**What you have to do:**
Pull every line with "wooden" from the entries below.

----

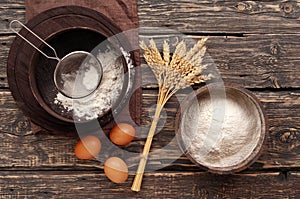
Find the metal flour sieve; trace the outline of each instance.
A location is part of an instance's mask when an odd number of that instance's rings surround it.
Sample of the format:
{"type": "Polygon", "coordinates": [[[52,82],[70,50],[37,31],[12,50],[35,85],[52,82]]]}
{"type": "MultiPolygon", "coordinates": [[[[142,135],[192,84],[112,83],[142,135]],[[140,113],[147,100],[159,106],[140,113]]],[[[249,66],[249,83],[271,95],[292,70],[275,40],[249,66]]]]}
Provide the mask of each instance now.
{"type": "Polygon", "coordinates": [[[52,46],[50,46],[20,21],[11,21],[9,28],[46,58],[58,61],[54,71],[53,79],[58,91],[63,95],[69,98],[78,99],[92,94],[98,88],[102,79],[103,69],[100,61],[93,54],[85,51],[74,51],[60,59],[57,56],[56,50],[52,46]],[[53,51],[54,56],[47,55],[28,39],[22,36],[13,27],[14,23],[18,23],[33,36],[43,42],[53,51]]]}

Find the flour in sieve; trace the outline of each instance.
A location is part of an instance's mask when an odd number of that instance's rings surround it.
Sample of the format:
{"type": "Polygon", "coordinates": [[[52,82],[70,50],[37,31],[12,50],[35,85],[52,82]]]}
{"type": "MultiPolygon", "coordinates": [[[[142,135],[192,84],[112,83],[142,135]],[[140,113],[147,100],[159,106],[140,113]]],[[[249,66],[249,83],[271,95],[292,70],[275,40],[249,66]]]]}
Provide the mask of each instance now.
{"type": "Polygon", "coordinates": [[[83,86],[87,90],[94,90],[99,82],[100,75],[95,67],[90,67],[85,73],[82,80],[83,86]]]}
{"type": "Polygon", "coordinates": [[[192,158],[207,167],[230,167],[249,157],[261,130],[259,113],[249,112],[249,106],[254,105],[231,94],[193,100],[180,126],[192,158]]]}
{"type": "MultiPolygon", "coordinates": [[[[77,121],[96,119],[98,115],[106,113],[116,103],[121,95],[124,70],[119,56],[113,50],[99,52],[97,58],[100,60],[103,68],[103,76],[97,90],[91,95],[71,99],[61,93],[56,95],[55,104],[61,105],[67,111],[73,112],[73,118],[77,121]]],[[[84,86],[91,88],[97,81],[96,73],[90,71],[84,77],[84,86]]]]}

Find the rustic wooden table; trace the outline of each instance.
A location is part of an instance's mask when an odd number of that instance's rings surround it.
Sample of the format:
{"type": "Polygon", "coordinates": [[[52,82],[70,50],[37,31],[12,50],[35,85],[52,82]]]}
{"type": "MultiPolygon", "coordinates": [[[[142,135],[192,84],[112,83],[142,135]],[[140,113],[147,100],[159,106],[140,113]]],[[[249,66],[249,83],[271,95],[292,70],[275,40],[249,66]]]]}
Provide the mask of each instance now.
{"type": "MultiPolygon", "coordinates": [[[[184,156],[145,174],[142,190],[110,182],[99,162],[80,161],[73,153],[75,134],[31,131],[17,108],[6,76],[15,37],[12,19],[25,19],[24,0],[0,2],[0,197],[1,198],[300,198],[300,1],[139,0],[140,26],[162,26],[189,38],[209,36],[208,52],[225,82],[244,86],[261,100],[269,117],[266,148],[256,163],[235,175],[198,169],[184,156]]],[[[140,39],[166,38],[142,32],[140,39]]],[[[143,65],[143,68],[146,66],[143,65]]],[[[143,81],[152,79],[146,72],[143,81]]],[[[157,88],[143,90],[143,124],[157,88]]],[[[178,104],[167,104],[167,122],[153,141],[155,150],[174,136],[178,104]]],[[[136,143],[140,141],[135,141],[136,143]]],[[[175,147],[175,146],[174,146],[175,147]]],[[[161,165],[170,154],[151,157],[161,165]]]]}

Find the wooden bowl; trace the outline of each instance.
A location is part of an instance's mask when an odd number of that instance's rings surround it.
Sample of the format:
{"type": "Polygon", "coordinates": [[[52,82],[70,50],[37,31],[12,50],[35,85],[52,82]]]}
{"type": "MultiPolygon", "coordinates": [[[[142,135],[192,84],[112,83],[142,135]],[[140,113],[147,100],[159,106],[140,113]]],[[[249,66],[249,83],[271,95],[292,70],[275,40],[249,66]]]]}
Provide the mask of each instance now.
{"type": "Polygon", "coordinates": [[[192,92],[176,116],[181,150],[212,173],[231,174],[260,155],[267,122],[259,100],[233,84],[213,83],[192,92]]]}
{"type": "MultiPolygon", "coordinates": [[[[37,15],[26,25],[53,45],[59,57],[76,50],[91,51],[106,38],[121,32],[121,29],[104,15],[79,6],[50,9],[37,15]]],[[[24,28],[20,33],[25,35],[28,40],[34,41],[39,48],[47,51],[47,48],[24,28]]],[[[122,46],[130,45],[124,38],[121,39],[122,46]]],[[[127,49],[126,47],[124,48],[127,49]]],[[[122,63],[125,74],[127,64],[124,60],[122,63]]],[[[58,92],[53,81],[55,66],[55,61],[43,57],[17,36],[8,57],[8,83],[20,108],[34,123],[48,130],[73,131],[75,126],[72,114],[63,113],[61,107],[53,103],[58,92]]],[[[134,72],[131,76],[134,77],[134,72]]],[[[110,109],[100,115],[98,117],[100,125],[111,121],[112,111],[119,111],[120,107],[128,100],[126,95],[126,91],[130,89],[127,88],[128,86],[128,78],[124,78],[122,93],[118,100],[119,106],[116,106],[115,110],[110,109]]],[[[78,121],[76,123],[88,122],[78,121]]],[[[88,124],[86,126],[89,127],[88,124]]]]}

----

**Task solution:**
Find the rustic wooden table; trace the outline of each instance.
Find the wooden bowl; trace the outline of each instance.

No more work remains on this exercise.